▶ _Work to do_: Extract each line below that contains the string "frame". Case matters.

** begin Records for the exercise **

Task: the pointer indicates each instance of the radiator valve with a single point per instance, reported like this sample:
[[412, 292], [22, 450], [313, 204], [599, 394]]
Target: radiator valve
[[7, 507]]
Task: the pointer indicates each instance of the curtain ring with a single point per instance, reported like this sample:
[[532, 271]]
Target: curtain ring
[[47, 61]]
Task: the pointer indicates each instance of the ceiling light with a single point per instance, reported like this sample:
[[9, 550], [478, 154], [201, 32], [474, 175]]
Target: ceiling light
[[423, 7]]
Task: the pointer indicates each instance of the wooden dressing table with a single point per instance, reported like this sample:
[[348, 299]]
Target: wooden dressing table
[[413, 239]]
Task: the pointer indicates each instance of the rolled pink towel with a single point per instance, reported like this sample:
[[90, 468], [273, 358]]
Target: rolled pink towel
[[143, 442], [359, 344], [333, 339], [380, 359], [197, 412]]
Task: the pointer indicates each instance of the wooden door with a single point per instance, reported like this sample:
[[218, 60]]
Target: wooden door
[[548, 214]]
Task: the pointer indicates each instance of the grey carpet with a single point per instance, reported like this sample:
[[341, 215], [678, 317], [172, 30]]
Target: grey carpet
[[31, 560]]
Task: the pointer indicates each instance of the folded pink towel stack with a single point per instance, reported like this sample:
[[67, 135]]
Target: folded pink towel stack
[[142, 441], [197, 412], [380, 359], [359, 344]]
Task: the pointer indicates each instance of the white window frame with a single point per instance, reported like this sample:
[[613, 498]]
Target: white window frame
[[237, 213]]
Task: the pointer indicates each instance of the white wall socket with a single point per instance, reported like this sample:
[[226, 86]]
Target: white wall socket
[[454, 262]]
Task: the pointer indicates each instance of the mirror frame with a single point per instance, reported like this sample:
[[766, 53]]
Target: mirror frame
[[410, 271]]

** end Records for the exercise **
** begin Records for the exercise **

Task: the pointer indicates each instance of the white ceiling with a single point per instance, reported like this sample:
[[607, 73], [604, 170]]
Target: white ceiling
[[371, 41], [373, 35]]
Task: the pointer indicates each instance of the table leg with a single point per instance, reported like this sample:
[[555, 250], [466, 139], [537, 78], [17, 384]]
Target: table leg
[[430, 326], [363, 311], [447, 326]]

** end Records for the exercise **

▶ _Completed exercise_:
Task: the pointer indicates each instance of the white window frame with a single point per instance, reported like this sample:
Target: white window frame
Task: the pointer indicates each instance of the mirror frame with a single point per instance, reported like this sample:
Target: mirror frame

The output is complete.